DESCRIPTION OF THE TASK
In the entries that follow, how many lines include the string "below"? The answer is the number only.

Saved entries:

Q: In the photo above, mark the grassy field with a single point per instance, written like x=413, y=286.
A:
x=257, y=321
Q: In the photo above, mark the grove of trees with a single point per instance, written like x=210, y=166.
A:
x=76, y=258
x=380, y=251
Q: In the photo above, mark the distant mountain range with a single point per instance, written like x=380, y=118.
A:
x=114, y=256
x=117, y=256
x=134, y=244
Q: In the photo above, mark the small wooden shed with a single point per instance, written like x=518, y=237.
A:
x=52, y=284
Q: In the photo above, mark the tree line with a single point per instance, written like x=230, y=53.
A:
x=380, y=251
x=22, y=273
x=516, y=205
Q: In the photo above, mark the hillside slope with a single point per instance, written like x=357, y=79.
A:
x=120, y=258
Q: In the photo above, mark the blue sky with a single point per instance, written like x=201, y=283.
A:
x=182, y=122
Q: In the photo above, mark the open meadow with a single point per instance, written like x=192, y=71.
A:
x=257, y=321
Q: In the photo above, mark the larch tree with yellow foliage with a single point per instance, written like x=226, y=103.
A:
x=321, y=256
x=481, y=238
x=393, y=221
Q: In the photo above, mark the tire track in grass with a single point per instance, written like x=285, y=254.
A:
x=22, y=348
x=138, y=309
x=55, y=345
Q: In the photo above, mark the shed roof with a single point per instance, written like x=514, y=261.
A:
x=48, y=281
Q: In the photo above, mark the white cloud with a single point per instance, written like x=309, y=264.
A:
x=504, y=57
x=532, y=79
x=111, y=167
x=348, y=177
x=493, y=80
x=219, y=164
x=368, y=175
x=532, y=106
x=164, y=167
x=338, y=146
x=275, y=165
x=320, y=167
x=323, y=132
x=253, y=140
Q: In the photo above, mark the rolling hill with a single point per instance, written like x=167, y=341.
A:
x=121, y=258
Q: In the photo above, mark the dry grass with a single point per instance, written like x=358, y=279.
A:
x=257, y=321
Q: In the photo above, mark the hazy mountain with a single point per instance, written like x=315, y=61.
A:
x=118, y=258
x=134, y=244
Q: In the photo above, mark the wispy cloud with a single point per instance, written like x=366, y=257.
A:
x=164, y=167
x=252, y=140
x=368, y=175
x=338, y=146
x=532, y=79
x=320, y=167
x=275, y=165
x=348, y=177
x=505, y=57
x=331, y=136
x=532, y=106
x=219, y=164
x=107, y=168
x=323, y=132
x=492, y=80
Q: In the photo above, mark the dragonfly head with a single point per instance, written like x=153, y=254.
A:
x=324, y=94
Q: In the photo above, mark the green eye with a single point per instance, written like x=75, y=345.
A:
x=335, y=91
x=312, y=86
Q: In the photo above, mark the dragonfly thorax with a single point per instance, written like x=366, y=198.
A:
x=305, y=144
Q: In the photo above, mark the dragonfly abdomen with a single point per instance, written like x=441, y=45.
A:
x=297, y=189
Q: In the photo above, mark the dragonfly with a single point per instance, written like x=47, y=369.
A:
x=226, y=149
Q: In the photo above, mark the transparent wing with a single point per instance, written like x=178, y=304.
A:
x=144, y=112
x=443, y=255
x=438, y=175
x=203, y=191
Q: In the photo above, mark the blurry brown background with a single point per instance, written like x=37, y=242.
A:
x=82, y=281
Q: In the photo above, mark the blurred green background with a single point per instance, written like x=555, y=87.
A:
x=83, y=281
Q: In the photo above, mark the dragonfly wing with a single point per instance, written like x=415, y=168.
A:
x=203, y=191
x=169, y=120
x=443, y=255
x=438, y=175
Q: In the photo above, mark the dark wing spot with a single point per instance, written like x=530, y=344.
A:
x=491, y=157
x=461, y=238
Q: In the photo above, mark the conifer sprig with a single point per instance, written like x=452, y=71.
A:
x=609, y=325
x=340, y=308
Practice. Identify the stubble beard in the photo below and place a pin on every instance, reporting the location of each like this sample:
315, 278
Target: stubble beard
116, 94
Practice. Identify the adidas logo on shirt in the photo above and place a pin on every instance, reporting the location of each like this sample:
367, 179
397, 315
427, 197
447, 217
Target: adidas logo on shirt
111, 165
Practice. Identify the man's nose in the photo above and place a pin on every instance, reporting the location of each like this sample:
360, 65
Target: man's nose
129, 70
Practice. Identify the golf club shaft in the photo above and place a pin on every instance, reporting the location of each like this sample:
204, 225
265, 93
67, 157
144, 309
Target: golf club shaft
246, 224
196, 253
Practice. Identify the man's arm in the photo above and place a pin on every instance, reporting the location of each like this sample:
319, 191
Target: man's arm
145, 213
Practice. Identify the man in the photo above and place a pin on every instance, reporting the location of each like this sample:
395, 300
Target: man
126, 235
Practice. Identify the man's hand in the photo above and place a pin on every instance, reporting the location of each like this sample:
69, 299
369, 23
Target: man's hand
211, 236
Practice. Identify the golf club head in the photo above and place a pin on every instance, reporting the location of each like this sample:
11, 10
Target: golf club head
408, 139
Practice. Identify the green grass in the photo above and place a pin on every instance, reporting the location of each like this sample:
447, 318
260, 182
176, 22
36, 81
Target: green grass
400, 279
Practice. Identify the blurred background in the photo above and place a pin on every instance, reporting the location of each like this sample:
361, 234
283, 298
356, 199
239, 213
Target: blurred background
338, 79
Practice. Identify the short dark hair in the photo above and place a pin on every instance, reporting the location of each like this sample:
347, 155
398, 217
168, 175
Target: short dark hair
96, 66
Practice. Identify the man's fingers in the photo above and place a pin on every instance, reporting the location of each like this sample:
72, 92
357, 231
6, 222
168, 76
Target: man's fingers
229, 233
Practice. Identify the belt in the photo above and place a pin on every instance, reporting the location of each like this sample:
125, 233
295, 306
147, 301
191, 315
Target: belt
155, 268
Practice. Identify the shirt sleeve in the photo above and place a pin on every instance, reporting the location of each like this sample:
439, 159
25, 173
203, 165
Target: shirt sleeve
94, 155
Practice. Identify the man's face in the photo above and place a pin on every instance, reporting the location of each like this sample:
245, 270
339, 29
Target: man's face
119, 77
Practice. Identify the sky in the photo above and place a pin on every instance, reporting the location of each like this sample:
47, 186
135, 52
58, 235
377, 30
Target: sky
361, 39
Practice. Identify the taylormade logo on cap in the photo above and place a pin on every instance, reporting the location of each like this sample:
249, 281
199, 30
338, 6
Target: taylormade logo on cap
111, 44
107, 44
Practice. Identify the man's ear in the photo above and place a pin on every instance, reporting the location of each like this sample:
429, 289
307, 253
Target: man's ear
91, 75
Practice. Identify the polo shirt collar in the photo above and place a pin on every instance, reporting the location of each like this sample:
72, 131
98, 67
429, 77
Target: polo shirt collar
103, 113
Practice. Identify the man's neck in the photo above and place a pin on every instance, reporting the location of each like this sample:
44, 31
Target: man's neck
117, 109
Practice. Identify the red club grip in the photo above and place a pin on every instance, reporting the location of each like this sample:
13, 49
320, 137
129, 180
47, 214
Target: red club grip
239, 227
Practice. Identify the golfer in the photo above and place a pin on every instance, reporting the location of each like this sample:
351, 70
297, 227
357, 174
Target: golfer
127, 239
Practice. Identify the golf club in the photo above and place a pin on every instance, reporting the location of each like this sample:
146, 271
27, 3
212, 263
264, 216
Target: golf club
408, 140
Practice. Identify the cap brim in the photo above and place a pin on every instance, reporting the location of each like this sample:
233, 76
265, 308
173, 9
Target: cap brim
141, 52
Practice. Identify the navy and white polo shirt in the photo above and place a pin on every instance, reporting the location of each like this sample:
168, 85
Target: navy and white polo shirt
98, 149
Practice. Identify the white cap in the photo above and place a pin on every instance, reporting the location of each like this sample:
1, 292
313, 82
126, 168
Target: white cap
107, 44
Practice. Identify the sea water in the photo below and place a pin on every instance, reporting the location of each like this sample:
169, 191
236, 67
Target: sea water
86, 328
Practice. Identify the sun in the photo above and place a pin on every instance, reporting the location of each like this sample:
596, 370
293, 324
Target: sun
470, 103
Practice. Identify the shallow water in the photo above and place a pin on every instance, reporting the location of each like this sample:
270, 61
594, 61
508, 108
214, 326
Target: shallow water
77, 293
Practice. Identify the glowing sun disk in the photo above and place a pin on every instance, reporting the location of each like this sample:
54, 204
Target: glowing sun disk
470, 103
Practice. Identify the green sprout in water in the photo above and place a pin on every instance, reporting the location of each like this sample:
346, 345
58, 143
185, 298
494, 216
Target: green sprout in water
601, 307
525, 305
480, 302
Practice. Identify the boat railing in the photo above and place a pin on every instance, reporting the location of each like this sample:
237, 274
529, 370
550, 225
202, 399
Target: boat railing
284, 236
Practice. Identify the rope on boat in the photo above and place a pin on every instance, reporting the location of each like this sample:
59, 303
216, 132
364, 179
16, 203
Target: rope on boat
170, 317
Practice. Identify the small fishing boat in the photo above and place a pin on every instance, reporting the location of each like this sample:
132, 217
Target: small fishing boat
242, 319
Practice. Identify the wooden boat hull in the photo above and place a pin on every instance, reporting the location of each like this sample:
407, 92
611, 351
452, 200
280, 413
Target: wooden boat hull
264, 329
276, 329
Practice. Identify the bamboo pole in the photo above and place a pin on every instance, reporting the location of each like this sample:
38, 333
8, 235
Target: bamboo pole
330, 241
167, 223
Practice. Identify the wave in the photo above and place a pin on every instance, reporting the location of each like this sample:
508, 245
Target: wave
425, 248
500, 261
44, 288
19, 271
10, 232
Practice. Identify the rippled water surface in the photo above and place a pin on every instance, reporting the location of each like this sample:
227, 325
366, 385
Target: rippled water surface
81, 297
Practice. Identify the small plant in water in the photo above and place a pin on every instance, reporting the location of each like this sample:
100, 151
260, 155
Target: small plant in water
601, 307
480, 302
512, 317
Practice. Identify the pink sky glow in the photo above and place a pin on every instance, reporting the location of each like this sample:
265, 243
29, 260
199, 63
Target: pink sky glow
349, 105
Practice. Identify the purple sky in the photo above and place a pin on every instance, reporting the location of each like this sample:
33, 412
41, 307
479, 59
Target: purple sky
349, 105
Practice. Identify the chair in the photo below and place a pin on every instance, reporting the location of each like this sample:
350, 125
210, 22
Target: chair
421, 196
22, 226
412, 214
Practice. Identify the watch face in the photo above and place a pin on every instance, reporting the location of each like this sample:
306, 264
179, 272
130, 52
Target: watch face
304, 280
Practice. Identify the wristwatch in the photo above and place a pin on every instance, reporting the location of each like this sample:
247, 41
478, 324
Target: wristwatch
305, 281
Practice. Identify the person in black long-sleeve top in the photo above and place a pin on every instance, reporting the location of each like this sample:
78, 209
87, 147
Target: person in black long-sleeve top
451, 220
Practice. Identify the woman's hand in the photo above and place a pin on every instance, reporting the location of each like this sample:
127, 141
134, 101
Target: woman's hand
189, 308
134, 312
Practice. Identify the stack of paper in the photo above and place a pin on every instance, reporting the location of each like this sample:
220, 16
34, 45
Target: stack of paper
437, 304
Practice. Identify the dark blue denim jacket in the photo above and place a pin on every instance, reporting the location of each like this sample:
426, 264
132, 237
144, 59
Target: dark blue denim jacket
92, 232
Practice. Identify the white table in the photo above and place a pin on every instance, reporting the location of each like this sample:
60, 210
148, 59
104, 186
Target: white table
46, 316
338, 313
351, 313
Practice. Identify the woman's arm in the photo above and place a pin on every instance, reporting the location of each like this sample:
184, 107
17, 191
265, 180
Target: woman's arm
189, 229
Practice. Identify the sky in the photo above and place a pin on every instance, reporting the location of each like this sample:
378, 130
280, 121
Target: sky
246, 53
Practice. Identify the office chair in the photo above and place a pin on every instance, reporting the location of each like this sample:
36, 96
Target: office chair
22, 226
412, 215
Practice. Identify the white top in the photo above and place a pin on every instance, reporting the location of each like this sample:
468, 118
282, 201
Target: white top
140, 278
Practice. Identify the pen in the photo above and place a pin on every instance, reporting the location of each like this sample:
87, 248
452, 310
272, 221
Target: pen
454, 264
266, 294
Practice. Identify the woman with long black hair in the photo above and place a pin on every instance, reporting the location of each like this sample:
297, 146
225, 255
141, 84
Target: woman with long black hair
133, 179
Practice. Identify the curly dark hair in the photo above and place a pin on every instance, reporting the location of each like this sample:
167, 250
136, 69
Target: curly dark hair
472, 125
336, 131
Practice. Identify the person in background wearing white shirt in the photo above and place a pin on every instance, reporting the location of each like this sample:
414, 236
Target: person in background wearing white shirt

ANSWER TO THE EXERCISE
3